[start of Material shown]

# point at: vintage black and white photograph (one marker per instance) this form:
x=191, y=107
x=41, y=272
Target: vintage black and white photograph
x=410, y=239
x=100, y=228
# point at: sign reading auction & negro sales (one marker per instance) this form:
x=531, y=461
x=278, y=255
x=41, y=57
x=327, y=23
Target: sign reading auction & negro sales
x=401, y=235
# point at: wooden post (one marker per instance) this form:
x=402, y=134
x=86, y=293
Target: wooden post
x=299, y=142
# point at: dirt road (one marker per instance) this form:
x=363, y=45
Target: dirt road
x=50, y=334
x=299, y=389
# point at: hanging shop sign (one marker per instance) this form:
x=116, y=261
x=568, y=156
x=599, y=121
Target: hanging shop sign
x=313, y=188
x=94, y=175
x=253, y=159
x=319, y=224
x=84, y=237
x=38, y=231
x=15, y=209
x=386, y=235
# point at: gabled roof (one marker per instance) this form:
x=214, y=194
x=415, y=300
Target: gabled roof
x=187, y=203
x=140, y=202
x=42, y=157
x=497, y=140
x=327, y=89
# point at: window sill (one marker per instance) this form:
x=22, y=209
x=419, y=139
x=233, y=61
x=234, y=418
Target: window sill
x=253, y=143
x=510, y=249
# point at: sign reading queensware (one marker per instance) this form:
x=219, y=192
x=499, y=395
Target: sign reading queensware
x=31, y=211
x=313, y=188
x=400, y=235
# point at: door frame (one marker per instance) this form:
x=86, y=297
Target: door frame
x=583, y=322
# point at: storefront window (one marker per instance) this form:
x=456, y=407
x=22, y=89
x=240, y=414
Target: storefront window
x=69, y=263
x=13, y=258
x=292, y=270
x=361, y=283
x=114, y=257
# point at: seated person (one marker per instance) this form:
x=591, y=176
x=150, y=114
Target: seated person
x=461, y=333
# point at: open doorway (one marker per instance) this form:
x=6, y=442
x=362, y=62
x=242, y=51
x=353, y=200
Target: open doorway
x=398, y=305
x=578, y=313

[end of Material shown]

* **Work to be completed**
Copy out every one of the lines above, character for character.

* **Task answer**
# point at: vintage black and white photograph (one marker per instance) this form:
x=191, y=107
x=41, y=272
Target: vintage black and white photograph
x=410, y=239
x=100, y=228
# point at: sign reading auction & negro sales (one marker per instance) this form:
x=531, y=461
x=278, y=255
x=41, y=57
x=327, y=23
Target: sign reading auction & negro sales
x=401, y=235
# point at: wooden post (one marker per instance) this form:
x=402, y=134
x=86, y=293
Target: wooden post
x=299, y=142
# point at: dirt road (one marker per instance) this form:
x=363, y=45
Target: dirt road
x=50, y=334
x=299, y=389
# point at: hanging shop sign (one marker per instance) this form:
x=116, y=261
x=568, y=156
x=599, y=121
Target: hanging shop sign
x=313, y=188
x=94, y=175
x=253, y=159
x=319, y=224
x=84, y=237
x=38, y=231
x=15, y=209
x=386, y=235
# point at: gabled roof (one marker per instance) this form:
x=214, y=194
x=415, y=300
Target: gabled roof
x=187, y=203
x=140, y=202
x=42, y=157
x=497, y=140
x=327, y=89
# point at: window sill (one marker per instance) this form:
x=22, y=209
x=419, y=139
x=233, y=61
x=234, y=418
Target: window sill
x=253, y=143
x=510, y=249
# point at: sign reading queensware (one marker per instance) this form:
x=219, y=192
x=499, y=395
Target: sign reading queensware
x=31, y=211
x=313, y=188
x=400, y=235
# point at: door frame (one marker per instance) this form:
x=86, y=297
Target: door frame
x=583, y=322
# point at: storefront window (one marker per instance) this form:
x=456, y=407
x=22, y=89
x=240, y=414
Target: storefront window
x=69, y=263
x=13, y=258
x=292, y=270
x=361, y=283
x=114, y=257
# point at: seated person (one marker per instance) this form:
x=591, y=176
x=150, y=114
Target: seated person
x=461, y=333
# point at: open doorway (one marker per instance) this form:
x=6, y=442
x=362, y=62
x=242, y=51
x=353, y=200
Target: open doorway
x=398, y=305
x=578, y=313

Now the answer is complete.